Working data »
-=-=-=-=-

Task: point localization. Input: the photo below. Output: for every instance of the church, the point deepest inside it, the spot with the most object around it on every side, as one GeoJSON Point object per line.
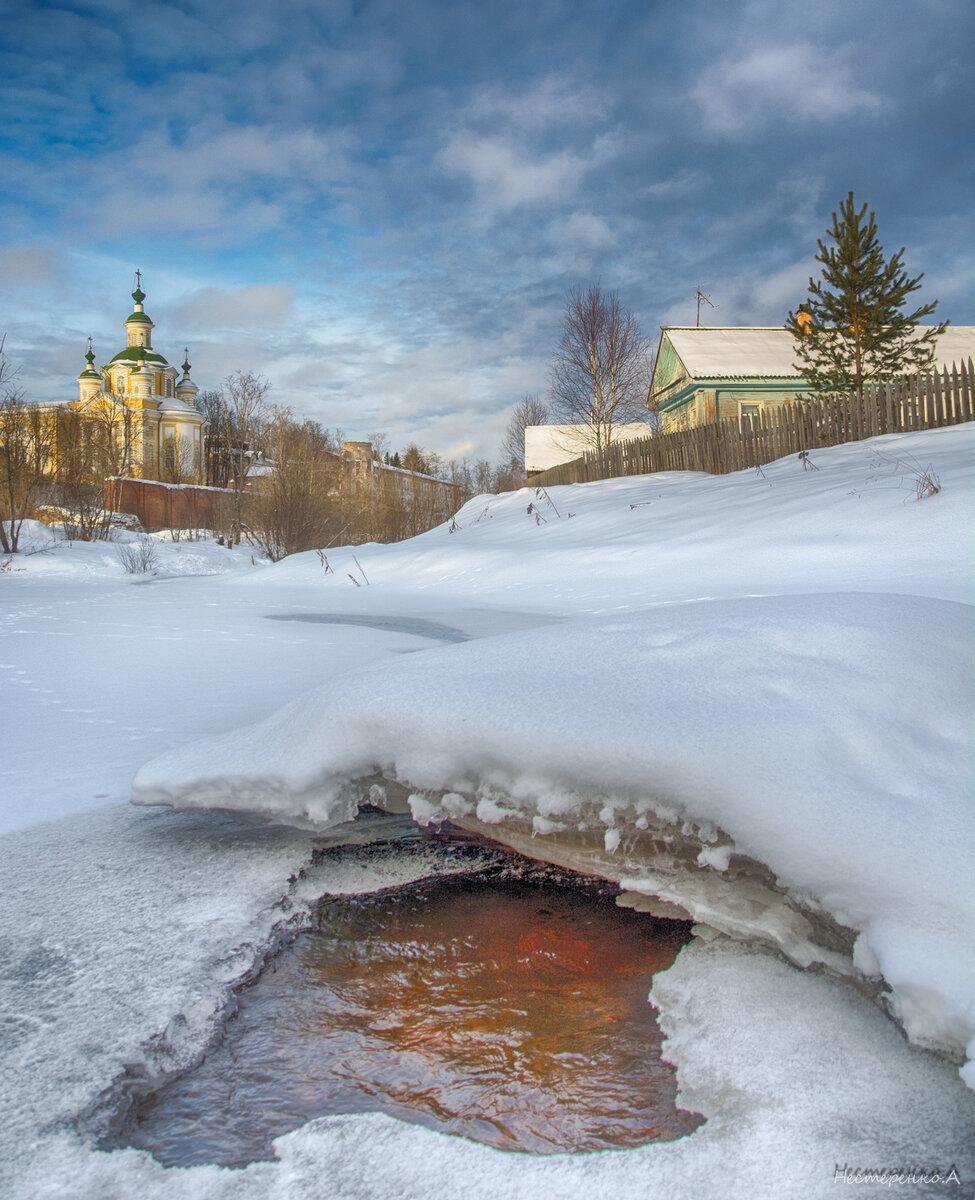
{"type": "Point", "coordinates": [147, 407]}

-=-=-=-=-

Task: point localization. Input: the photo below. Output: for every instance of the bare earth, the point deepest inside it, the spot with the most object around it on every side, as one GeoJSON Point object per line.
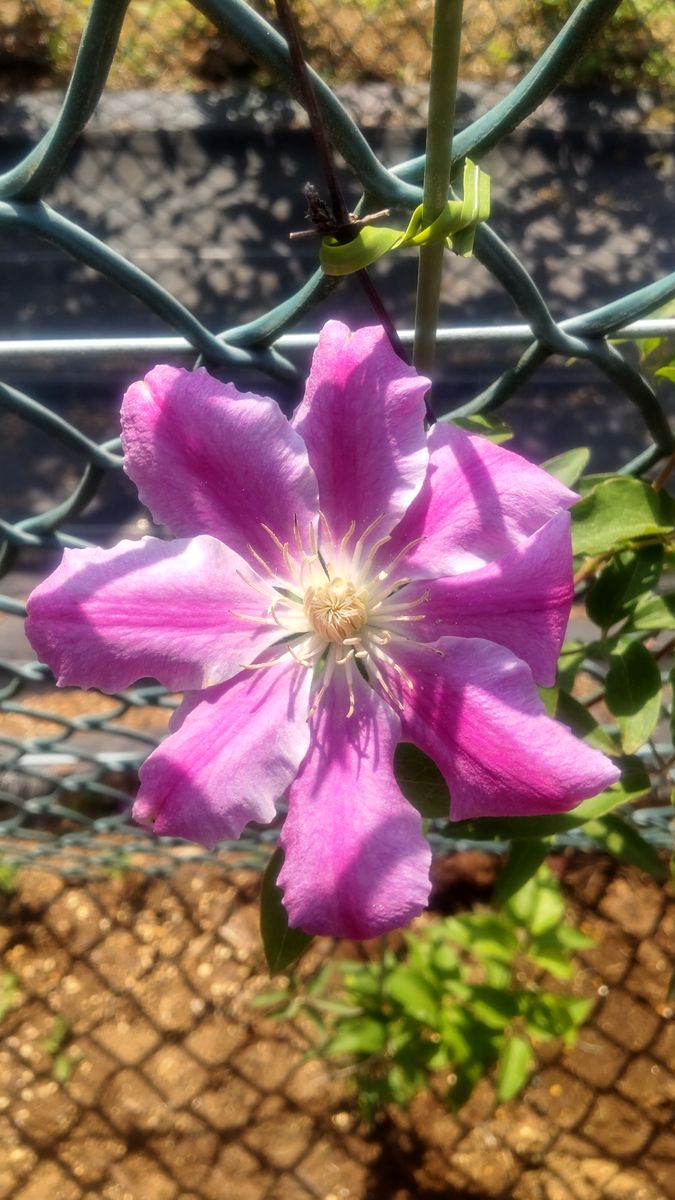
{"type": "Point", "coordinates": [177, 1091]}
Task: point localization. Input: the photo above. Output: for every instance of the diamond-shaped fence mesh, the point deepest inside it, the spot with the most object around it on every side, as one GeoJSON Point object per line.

-=-=-=-=-

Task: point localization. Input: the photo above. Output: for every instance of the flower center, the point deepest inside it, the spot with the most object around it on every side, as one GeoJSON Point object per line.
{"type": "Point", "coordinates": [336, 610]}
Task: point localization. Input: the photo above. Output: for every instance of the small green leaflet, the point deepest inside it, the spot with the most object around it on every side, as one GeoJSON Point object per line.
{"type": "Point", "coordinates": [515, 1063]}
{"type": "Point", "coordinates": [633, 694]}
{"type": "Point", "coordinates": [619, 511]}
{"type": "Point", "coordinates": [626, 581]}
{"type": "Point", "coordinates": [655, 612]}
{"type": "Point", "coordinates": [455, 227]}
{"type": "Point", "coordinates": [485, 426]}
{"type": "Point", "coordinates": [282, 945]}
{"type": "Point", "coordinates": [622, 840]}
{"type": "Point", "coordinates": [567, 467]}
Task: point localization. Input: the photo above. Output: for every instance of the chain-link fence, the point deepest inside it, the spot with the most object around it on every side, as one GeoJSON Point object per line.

-=-=-=-=-

Task statement » Reproduce every line of the entries from the line containing "of the bare" through the line containing "of the diamond-shaped", both included, shifting each coordinate in the answers by -94. Leave the pictures out.

Answer to this exercise »
Task: point localization. Input: the photo below. Output: for every instance of the bare earth, the point deepest inside it, the spot with the most object around it on every side, as one GeoJSON Point object per line.
{"type": "Point", "coordinates": [83, 997]}
Task: point localization. Input: the photo above. Output: for every instance of the diamond-shaped fence mesh, the point deepest inside it, the spot with the most object around it on every side, as one GeoJSON Point object per line.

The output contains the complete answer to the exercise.